However, Shi said the CFDA’s demands on package inserts were made rashly.
“If you want to revise the inserts, you should redo the clinical testing and observation. Who’s going to oversee that work? Who’s going to be responsible? What’s the process going to be? None of that is clear at present. Just revising the inserts—that’s simple.”
Shi also said that there is no way to rely on the companies themselves to produce good research on the toxicity, pharmacology, and safety of their own drugs. Government departments must take the lead in such fundamental work, as well as in the establishment of standards and the approvals process.
“That is because nobody will acknowledge what the pharmaceutical companies do themselves—there’d be little significance,” Shi said. “But relevant domestic drug administration departments are a different story.”
In September, Britain’s Medicines and Healthcare Products Regulatory Agency issued a warning regarding the levels of toxins in some TCM drugs. The agency has since announced that it plans to ban the sale of all TCM patented drugs in Britain beginning in 2014.

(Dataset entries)
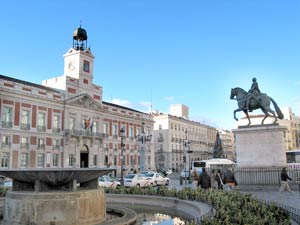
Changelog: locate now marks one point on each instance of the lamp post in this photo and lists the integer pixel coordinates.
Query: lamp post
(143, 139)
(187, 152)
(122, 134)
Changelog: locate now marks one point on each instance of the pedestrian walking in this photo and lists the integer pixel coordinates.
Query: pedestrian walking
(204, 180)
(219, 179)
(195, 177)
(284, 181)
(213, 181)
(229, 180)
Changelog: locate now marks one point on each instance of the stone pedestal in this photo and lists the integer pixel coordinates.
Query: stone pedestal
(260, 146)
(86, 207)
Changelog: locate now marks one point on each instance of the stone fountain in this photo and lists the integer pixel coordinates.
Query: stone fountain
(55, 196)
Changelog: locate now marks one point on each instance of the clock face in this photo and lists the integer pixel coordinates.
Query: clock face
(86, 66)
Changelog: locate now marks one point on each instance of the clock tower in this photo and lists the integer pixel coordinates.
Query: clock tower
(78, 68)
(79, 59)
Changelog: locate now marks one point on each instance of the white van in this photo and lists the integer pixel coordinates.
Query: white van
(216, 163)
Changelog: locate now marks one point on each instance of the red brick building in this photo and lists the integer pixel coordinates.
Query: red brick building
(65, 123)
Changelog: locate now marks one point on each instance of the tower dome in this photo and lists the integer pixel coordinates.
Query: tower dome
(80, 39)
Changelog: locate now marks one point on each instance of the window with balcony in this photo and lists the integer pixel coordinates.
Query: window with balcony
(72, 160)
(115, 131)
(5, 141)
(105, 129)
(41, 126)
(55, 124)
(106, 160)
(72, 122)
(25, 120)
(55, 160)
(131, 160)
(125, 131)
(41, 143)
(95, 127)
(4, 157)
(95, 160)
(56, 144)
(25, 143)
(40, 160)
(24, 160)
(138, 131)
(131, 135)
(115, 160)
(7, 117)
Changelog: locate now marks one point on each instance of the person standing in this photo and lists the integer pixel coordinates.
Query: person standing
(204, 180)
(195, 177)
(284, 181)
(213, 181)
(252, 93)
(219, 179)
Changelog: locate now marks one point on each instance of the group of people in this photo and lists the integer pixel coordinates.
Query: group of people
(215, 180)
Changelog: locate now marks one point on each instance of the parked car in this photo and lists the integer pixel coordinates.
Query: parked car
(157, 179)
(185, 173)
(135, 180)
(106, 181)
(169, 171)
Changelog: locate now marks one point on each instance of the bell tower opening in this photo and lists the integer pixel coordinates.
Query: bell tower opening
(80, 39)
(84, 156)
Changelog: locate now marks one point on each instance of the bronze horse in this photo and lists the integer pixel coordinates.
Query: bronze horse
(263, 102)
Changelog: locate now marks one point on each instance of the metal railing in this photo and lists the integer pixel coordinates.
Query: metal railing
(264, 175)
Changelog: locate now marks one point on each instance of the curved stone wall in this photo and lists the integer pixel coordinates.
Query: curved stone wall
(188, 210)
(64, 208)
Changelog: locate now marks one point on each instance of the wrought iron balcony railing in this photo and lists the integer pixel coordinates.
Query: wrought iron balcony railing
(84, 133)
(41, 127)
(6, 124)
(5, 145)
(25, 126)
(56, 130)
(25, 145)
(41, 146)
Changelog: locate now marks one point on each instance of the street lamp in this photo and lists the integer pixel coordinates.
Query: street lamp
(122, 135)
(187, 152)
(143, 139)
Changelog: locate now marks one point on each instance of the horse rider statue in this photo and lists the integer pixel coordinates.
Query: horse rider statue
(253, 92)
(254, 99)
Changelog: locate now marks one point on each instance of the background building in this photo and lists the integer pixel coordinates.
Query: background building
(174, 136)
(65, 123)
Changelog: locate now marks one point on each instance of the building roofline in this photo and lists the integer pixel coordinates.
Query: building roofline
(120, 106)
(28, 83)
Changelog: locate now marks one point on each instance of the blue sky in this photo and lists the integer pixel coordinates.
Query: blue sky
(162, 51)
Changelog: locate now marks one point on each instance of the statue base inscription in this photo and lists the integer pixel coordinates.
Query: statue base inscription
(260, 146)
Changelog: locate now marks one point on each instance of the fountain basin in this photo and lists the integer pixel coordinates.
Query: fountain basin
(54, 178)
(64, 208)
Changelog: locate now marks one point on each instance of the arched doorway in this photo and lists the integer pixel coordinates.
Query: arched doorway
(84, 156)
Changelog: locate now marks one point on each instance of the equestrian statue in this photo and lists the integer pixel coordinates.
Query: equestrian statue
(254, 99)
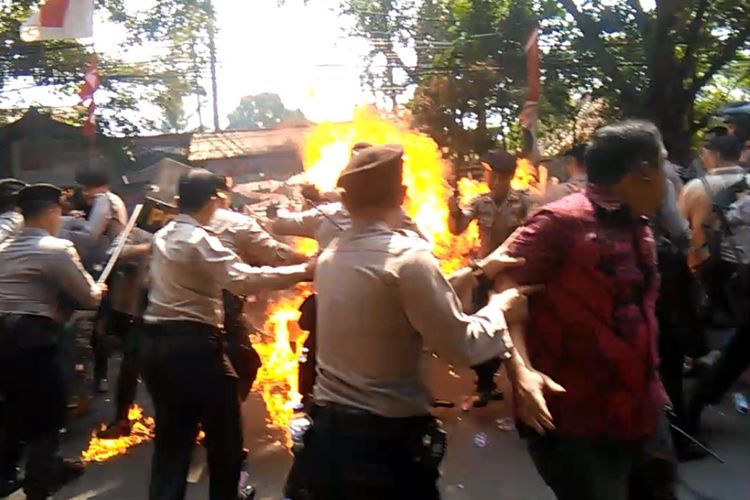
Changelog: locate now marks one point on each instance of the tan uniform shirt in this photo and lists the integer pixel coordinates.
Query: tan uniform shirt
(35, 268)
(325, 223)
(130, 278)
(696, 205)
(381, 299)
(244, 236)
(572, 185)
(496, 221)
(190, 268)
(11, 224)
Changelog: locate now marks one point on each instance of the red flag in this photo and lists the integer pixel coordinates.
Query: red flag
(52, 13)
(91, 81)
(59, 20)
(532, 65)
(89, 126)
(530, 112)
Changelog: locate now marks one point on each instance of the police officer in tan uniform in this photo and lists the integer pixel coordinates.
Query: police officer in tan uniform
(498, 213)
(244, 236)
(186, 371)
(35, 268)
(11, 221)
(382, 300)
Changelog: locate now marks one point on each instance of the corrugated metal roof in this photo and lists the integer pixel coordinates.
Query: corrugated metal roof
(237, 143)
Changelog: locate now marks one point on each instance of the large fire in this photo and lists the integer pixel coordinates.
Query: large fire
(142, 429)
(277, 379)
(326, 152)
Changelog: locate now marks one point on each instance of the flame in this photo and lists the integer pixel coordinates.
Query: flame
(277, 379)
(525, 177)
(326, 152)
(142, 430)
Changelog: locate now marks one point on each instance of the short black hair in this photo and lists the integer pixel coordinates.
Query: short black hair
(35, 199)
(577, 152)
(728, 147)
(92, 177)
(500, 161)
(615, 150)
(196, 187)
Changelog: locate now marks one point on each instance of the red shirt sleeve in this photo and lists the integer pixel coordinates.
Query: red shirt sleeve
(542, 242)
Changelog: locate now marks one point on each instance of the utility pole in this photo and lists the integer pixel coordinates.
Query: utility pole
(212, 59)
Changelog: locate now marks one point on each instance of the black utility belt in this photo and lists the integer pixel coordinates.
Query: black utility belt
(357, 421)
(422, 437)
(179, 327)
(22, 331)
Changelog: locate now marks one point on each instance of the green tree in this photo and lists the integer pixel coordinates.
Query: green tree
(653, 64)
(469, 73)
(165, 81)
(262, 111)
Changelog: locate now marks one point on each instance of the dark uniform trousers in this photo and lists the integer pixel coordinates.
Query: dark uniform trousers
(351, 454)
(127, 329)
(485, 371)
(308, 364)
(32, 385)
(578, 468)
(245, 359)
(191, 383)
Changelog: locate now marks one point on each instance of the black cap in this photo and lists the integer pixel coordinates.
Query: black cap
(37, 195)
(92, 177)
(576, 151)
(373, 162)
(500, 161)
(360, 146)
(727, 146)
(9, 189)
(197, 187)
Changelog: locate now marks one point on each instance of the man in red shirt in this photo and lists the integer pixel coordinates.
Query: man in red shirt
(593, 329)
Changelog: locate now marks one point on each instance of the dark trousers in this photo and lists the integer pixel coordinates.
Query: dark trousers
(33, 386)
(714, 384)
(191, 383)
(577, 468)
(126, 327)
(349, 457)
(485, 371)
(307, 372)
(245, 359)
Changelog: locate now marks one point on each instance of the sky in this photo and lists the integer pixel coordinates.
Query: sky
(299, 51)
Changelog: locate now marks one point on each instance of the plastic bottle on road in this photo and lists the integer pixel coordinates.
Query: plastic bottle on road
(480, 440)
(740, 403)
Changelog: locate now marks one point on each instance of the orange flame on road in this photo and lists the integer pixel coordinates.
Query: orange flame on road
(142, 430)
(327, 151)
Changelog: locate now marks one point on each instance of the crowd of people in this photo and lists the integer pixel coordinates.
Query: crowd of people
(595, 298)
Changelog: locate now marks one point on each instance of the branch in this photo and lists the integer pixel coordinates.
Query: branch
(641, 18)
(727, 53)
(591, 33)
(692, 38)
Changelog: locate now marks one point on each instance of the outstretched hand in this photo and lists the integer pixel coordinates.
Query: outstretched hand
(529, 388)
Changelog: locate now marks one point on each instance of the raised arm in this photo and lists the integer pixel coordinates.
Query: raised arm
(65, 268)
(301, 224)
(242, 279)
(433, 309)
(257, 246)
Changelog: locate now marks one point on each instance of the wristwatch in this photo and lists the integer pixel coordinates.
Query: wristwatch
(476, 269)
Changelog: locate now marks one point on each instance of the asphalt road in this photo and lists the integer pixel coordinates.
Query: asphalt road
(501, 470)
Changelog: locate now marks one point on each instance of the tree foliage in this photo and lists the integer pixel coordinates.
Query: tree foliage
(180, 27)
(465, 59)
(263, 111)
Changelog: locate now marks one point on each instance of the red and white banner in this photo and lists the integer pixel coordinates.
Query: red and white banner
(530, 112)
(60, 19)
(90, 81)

> TO DO:
a: According to the passage on Chinese drug regulation, what does Britain's Medicines and Healthcare Products Regulatory Agency plan to do beginning in 2014?
b: Extend the passage on Chinese drug regulation with a further paragraph that follows from its final sentence.

> RESULTS OF THE EXERCISE:
a: It plans to ban the sale of all TCM patented drugs in Britain.

b:
Tasly Group chairman Yan Xijun said the only way to remedy the wide divergences in drug efficacies between different manufactures—and to close the gap between different categories, prescriptions, and manufacturing practices employed by those firms—is to establish unified assessment standards and methods for quality control. Only when standards are in place can we be assured of their safety and proper regulation, Yan said.
The FDA imposes clear demands on the manufacture of drugs. Tasly officials say they did work in five areas to get CDSP and other TCM patented drugs approved by the FDA.
The first was to establish a pharmaceuticals agriculture base that adhered to international Good Agricultural Practices standards. The second was to establish internal quality controls standards more rigorous than those of the Pharmacopoeia of China. The next was to improve quality control during their manufacturing processes—including overhauls of extraction, preparation, packaging, and other processes. The fourth was to make great investments in fundamental research. The final area was perfecting peripheral clinical pharmacological research.
All that poses an enormous challenge to the majority of domestic TCM companies, but even more pressure comes from the capital end. Bian said Chinese pharmaceutical companies are paying little attention to research and development on new drugs mainly due to cost concerns. They tend to opt for smaller investments, faster returns, and larger profits. The strategic advantage of most companies lies in their manufacturing. Most do not have their own research departments because those are costly to maintain.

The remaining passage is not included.